If you don't have heart disease, but do have high blood pressure, diabetes, or other risk factors for heart disease, don't automatically assume that taking aspirin every day is a good idea. "A lot of people take aspirin who really shouldn't," says Dr. Christopher Cannon, a cardiologist at Brigham and Women's Hospital and professor of medicine at Harvard Medical School. "Everyone assumes aspirin is harmless, but it isn't." For some, the downsides of aspirin-mainly gastrointestinal bleeding-outweigh its benefits.
Aspirin makes blood platelets less "sticky," and so less like to clump in the bloodstream, an early stage of blood clot formation. Most heart attacks happen when a clot blocks blood flow in a vessel that feeds the heart. Dampening the clot-forming process lowers the odds of a blockage.
At the same time, aspirin inhibits the formation of substances that protect the stomach's delicate lining. As a result, stomach upset or bleeding in the stomach and intestines can occur. Anyone taking daily low-dose aspirin who notices stomach irritation or upset should call his or her doctor, urges Dr. Cannon.

● EXERCISE BRIEF
Copy out the passage on daily aspirin use in full, word for word, keeping its three paragraphs.

● PROVIDED MATERIAL
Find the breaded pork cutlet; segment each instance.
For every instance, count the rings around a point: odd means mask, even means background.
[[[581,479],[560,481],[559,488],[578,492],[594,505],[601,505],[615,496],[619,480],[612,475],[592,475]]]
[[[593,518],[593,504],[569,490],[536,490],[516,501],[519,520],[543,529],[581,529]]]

● ANSWER TO THIS PROBLEM
If you don't have heart disease, but do have high blood pressure, diabetes, or other risk factors for heart disease, don't automatically assume that taking aspirin every day is a good idea. "A lot of people take aspirin who really shouldn't," says Dr. Christopher Cannon, a cardiologist at Brigham and Women's Hospital and professor of medicine at Harvard Medical School. "Everyone assumes aspirin is harmless, but it isn't." For some, the downsides of aspirin-mainly gastrointestinal bleeding-outweigh its benefits.
Aspirin makes blood platelets less "sticky," and so less like to clump in the bloodstream, an early stage of blood clot formation. Most heart attacks happen when a clot blocks blood flow in a vessel that feeds the heart. Dampening the clot-forming process lowers the odds of a blockage.
At the same time, aspirin inhibits the formation of substances that protect the stomach's delicate lining. As a result, stomach upset or bleeding in the stomach and intestines can occur. Anyone taking daily low-dose aspirin who notices stomach irritation or upset should call his or her doctor, urges Dr. Cannon.